**WHAT NEEDS TO BE DONE:** Extract the passage of the forum thread below on training dogs for trial routines from "At times I will" up to and including "will get paid.".

Like Robin says her husband does, we will train segments of the routine when training but we never string the whole thing together until trial.
Many years ago we had a lady in our club who was obsessive about the routines, she would drill the routines into the dog's head over and over. Her dogs always scored very well (she was Schutzhund USA handler of the year once IIRC) but her dogs always kind of looked like robots. Also, if the judge ever threw in a change, she would have an absolute hissy fit. It really soured my husband on this type of trialing so this played a big part in how we train and trial around here.

Annette

Annette


----------



## robinhuerta (Apr 21, 2007)

Just to add....
He (Carlos) also believes and is firm in this opinion....
Why trial a dog that isn't worthy of trialing?...or even 100% ready?
He could never understand this type of thinking.
1) Why walk onto a trial field with a dog *not to par*?...who wants to worry "Will my dog pass_*?"....since anything can happen on a trial day anyway.*_
He compares it to being not "prepared" for a job.......come to the job with the right "equipment"..


----------



## lhczth (Apr 5, 2000)

At times I will do the routine, but mostly I train in parts. If you watched me work my dogs much of what I do would make little sense, but the pieces come together when it matters. My young dogs see a bit more pattern than the more advanced dogs. The send out always comes after the retrieves. The SIM, DIM, StIM always are run in the same sequence, but not always in a standard heeling pattern. The reward comes at different times and come trial day the dog is building throughout wondering when she will get paid.


----------



## lhczth (Apr 5, 2000)

robinhuerta said:


> FWIW *I don't think there is any *one* perfect way to train....each person or trainer trains differently.*


And each dog requires different things.


----------



## Smithie86 (Jan 9, 2001)

lhczth said:


> And each dog requires different things.


Agree here. That is why we do not do one way or the other completely. And, esp in OB, Gabor's dogs do not look like robots since he does run thru the routine randomly.

And he will occasionally do all 3 phases - some of it from a conditioning standpoint, most of it from a mental for the dog.

Has not negatively impacted his training, timing of training, timing of trials and scores.

It's the interruption of work


----------



## Zahnburg (Nov 13, 2009)

I find this very interesting! 

The way I look at it I want the dog to look at trial day as just another training day, thus I train like I am in a trial. I report to the judge, do all the exercises in order, going the correct way etc. The obvious difference is that in training I can correct the dog and he can be rewarded. Thus at a trial he is sure the same can happen.


----------



## onyx'girl (May 18, 2007)

I tend to push my dog too far...I want to build stamina, so will go too long without rewarding. His heeling/focus flattens out because of this. 
I don't know what the answer is...Art makes perfect sense, but the small steps/stringing it together for the end result seems to work better for me and Karlo. 
We did the obedience heeling routine at our last training session. I did not have a reward toy on me. It showed(we did it all off leash).
I rewarded him with happy party type praise at the end. 
So for my dog, I see that he needs to be rewarded more often to keep his level of enthusiasm up. On trial day, I know he'll pass the BH, but it won't be as pretty as some of the flashier dogs...


----------



## Zahnburg (Nov 13, 2009)

**DATA EXTRACT:**
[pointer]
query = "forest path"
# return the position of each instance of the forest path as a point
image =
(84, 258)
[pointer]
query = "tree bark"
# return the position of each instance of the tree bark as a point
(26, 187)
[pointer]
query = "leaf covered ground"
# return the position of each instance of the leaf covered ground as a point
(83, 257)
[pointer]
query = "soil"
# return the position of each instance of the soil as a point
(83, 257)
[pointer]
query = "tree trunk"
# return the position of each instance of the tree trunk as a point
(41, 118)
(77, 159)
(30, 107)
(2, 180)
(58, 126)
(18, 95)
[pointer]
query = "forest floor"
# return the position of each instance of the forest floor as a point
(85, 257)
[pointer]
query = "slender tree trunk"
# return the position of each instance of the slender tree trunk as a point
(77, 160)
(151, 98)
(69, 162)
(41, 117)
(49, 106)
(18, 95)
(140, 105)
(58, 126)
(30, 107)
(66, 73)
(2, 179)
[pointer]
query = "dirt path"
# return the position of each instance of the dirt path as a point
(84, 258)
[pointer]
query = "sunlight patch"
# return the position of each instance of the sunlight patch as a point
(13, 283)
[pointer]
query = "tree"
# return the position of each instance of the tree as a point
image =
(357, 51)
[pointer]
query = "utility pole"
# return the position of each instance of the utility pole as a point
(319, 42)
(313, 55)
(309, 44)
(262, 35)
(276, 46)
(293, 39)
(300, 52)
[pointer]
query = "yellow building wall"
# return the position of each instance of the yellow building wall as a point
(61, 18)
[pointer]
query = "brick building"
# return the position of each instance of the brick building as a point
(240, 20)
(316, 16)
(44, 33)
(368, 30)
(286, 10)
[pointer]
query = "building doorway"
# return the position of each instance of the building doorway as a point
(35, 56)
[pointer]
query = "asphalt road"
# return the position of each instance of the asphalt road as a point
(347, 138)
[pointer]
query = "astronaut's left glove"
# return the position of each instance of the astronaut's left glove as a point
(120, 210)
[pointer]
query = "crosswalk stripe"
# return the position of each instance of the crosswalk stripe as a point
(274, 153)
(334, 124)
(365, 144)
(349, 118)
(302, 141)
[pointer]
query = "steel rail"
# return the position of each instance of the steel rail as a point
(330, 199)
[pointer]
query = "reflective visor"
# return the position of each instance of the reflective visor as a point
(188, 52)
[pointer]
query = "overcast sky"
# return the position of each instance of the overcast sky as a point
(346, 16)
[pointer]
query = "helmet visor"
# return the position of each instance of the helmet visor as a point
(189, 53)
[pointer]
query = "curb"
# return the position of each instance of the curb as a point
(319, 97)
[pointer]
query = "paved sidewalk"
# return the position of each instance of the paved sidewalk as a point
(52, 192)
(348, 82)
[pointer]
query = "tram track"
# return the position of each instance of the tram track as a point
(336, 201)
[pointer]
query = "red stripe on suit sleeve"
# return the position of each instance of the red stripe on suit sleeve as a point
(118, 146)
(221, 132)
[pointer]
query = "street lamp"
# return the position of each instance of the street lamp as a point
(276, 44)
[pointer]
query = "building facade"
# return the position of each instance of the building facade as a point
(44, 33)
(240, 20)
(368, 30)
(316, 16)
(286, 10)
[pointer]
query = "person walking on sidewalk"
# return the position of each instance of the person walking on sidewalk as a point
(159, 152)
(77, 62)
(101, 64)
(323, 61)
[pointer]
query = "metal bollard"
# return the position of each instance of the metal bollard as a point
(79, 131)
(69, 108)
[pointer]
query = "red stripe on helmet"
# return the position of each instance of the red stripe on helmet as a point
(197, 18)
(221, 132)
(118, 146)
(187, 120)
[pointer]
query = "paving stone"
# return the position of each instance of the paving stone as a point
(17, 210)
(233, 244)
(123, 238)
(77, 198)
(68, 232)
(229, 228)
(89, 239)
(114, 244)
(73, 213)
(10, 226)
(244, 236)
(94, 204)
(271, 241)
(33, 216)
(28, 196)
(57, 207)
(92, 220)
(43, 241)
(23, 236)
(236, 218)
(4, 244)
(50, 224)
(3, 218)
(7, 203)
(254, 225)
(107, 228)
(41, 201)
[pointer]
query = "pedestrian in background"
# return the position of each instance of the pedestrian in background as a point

**EXERCISE RESULT:**
At times I will do the routine, but mostly I train in parts. If you watched me work my dogs much of what I do would make little sense, but the pieces come together when it matters. My young dogs see a bit more pattern than the more advanced dogs. The send out always comes after the retrieves. The SIM, DIM, StIM always are run in the same sequence, but not always in a standard heeling pattern. The reward comes at different times and come trial day the dog is building throughout wondering when she will get paid.